▶ _REQUIREMENT 1_
Using the forum thread about reading text from a MySQL Blob field, say whether each statement agrees with it. Answer yes or no for each, and quote the words of the forum thread that decide it.
(a) The original post is dated December 17, 2012.
(b) The error message says the example set must contain at least one numeric attribute.
(c) The poster is trying to connect a Read Database component to a Process Documents from Data component.

▶ _EXTRACT PROVIDED_
Pages: [1]
  Print  
Author Topic: [SOLVED] Accessing Text Data in Blob in MySQL  (Read 1088 times)
Datadude
Newbie
*
Posts: 9


« on: December 17, 2012, 04:50:02 AM »

I'm trying to access a text stored in a Blob field in MySQL.  However as I'm putting my job together I"m getting an error message:

The example set must contain at least one text attribute.  

It doesn't seem like Rapid understands that there might be text data in that binary field.  I"m trying to figure out how to do the conversion so that Rapid Miner understands what is going on here.  I"m attempting to connect my Read Database component to my Process Documents from Data component so that the Process Documents from Data Component can execute upon the text residing in the binary field.  Is there a way to do this conversion in RapidMiner?
« Last Edit: December 20, 2012, 05:40:43 AM by Datadude » Logged
awchisholm
Sr. Member
****
Posts: 394


WWW
« Reply #1 on: December 17, 2012, 06:35:22 AM »

▶ _EXTRACTED DATA_

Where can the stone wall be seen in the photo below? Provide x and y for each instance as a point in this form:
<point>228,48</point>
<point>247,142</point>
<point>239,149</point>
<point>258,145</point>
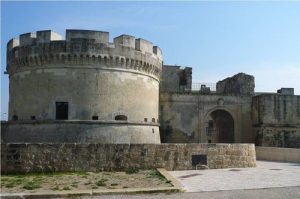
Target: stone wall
<point>278,154</point>
<point>176,79</point>
<point>96,157</point>
<point>277,137</point>
<point>276,120</point>
<point>118,132</point>
<point>240,83</point>
<point>184,117</point>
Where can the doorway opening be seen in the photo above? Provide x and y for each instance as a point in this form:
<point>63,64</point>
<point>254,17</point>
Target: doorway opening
<point>220,127</point>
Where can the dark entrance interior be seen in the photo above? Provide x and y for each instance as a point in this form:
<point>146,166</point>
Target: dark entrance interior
<point>224,126</point>
<point>62,110</point>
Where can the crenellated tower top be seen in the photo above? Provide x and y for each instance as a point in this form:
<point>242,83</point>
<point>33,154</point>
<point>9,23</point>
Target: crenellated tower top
<point>87,48</point>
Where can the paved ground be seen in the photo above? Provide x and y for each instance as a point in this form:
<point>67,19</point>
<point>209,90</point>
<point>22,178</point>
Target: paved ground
<point>272,193</point>
<point>269,180</point>
<point>265,175</point>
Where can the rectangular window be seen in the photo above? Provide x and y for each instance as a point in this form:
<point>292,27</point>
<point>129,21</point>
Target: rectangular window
<point>199,159</point>
<point>62,110</point>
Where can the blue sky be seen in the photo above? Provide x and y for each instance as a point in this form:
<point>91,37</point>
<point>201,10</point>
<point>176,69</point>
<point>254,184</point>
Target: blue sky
<point>217,39</point>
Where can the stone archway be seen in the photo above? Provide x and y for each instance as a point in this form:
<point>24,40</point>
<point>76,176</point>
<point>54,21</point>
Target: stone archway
<point>220,128</point>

▶ _REQUIREMENT 2_
Copy out the lines of the listing from the line with "Where can the crenellated" up to and including the line with "<point>87,48</point>".

▶ _WRITTEN ANSWER 1_
(a) Yes: "on: December 17, 2012, 04:50:02 AM"
(b) No: "The example set must contain at least one text attribute."
(c) Yes: "connect my Read Database component to my Process Documents from Data component"

▶ _WRITTEN ANSWER 2_
Where can the crenellated tower top be seen in the photo above? Provide x and y for each instance as a point in this form:
<point>242,83</point>
<point>33,154</point>
<point>9,23</point>
Target: crenellated tower top
<point>87,48</point>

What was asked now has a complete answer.